SHORT PROBLEM A –
Reproduce the passage on framework-oriented design word for word, in full.

EXCERPTED PASSAGE –
One of the side-products of “framework-oriented” design practice is that it is easy to factor out some declarative configurations, which can be easily provided to advanced non-programming users. In other words, when software is being deliberately and systematically built with identifying and isolating homogeneous blocks, unification of those blocks may produce declarative configurations — one step away from“zero-coding” solutions. (For the attentive reader, here I defy “Prevent over-configurability” clean code rule as it rarely helped in practice.)

Needless to say also, that for some parts of the system third-party frameworks can be used. For example, it rarely makes sense to write your own web-form library. Choose one instead. One of the criteria of the library can be how well it supports adding new blocks (in this example — new input widgets).

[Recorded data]
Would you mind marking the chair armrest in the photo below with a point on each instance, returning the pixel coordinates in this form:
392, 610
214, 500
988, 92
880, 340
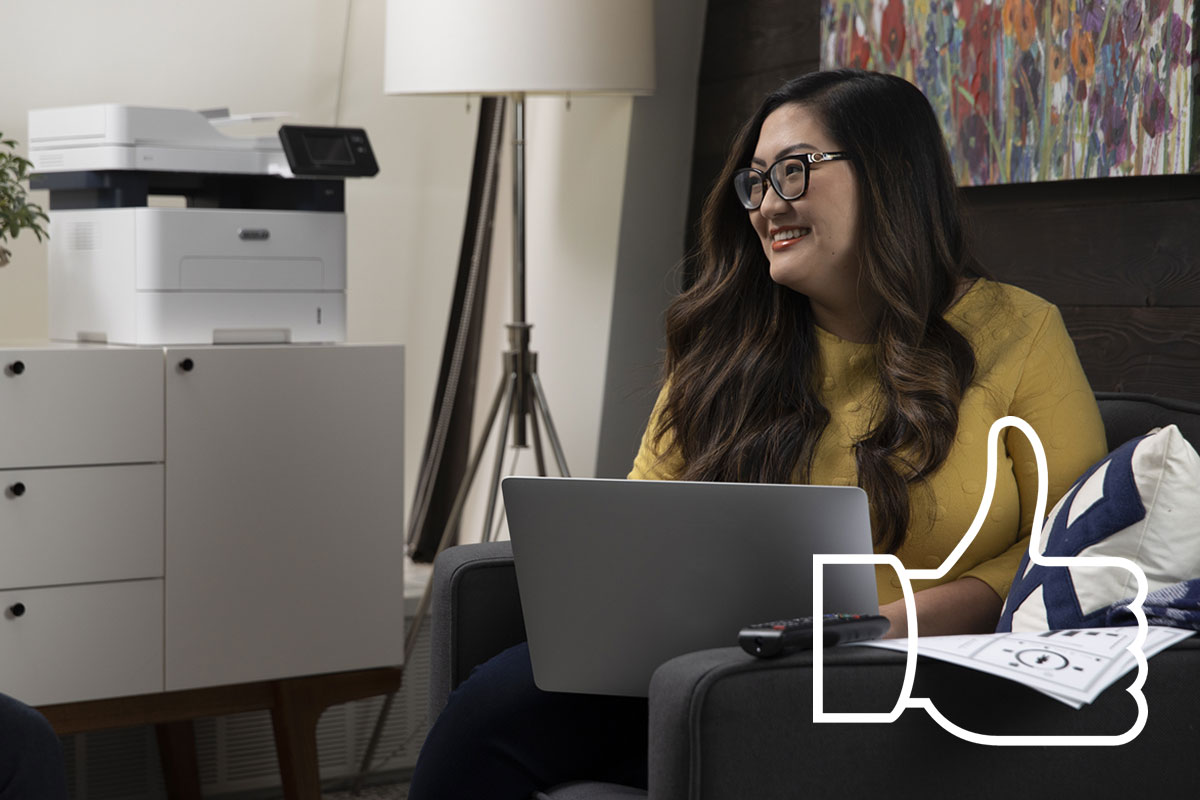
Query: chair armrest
477, 614
721, 721
726, 725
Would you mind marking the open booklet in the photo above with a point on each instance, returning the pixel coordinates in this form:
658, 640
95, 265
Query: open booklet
1072, 666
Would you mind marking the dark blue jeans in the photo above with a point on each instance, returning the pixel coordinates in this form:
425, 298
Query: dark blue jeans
30, 755
502, 738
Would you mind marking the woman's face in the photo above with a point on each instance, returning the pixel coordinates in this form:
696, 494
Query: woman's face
811, 241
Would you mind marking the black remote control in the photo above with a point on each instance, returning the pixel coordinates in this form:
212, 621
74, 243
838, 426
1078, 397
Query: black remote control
769, 639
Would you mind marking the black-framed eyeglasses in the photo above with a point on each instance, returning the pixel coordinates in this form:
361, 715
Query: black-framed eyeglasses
789, 176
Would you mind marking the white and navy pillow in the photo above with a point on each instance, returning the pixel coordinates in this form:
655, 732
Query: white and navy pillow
1141, 503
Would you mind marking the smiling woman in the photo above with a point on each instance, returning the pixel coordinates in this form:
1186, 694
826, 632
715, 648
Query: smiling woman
838, 332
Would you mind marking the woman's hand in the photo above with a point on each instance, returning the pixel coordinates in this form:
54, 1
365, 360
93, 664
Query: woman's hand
963, 606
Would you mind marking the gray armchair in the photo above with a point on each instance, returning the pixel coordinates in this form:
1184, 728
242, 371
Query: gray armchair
725, 725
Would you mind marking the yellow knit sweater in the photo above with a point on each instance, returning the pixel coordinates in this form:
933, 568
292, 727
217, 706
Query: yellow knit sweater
1026, 367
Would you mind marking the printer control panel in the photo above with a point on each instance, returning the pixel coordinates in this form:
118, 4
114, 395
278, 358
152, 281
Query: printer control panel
327, 151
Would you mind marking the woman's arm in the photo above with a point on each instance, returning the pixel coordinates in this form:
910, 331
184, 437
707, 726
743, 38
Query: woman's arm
963, 606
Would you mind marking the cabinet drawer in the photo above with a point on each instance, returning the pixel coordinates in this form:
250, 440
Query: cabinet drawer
81, 643
81, 525
79, 405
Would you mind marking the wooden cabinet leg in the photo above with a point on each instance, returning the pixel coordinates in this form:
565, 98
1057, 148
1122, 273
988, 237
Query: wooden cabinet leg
177, 750
294, 717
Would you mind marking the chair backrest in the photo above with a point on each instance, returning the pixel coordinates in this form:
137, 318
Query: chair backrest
1128, 415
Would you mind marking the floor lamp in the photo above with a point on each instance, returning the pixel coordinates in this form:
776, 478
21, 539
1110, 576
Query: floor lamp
514, 48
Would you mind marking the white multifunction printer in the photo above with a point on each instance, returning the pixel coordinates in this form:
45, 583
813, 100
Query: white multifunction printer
255, 251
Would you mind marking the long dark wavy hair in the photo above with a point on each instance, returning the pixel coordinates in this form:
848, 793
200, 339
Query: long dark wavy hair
742, 355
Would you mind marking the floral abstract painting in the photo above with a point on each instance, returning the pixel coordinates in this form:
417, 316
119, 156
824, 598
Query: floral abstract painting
1035, 90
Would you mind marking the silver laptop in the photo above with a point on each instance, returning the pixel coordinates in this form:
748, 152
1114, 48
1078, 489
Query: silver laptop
617, 577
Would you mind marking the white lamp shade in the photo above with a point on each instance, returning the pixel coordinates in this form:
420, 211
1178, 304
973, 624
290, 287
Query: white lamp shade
492, 47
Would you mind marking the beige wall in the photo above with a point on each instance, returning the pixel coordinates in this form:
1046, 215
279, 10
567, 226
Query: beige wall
323, 60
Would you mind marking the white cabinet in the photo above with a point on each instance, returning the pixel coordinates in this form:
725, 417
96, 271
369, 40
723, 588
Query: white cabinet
285, 483
185, 517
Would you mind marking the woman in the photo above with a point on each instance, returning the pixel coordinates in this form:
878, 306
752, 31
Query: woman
838, 332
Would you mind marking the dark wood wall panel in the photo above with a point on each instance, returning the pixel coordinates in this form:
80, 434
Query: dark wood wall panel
1081, 244
1129, 349
1120, 257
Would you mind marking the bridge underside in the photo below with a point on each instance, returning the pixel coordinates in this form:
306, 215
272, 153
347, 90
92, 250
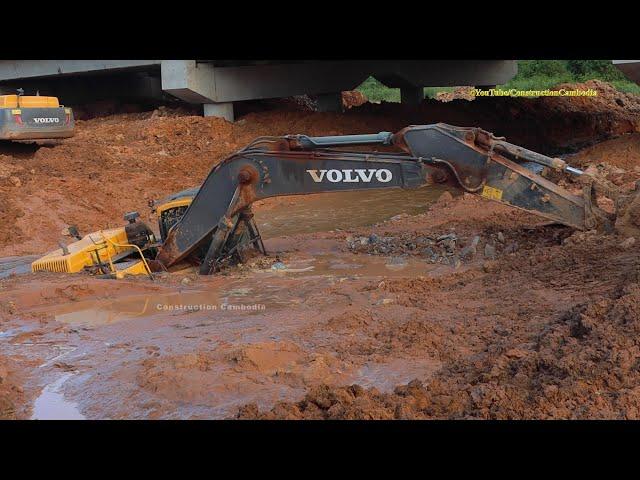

SHORT PROBLEM B –
Find every line in the rows above that contains the string "hand", and copy each of those lines. Matching is case-sensitive.

COMPLETE RESPONSE A –
One of the side-products of “framework-oriented” design practice is that it is easy to factor out some declarative configurations, which can be easily provided to advanced non-programming users. In other words, when software is being deliberately and systematically built with identifying and isolating homogeneous blocks, unification of those blocks may produce declarative configurations — one step away from“zero-coding” solutions. (For the attentive reader, here I defy “Prevent over-configurability” clean code rule as it rarely helped in practice.)

Needless to say also, that for some parts of the system third-party frameworks can be used. For example, it rarely makes sense to write your own web-form library. Choose one instead. One of the criteria of the library can be how well it supports adding new blocks (in this example — new input widgets).

COMPLETE RESPONSE B –
Would you mind marking the woman's hand in the photo above with a point on each instance, returning the pixel coordinates in this form:
Query: woman's hand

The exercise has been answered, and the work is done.